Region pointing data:
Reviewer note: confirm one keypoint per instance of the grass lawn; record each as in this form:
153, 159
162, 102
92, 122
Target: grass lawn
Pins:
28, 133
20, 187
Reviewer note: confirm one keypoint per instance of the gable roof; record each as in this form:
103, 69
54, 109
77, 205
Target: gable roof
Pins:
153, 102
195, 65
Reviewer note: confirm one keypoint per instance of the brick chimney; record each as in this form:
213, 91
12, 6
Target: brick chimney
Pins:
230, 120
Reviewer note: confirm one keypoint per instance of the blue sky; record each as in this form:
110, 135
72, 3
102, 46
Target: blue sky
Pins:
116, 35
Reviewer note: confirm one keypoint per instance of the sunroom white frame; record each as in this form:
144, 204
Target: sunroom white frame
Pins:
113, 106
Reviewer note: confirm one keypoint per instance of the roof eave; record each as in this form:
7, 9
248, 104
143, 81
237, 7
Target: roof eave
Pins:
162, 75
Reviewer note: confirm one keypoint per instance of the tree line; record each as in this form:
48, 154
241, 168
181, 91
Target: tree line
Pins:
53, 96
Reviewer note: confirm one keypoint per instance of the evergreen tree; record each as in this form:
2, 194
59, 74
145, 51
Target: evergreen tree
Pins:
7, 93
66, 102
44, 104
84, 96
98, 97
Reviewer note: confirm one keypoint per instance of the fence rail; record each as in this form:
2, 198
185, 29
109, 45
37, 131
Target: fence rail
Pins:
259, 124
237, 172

EXERCISE: Taking the records from the top, repeat each line exactly until you have repeated the line that contains "Reviewer note: confirm one keypoint per instance of the gable".

WRITTEN ANSWER:
Reviewer note: confirm one keypoint per instance of the grass lawn; record each as in this form:
153, 159
162, 102
92, 122
Target: grass lawn
Pins:
28, 133
20, 187
Reviewer note: confirm one keypoint per instance of the gable roof; record each as in this form:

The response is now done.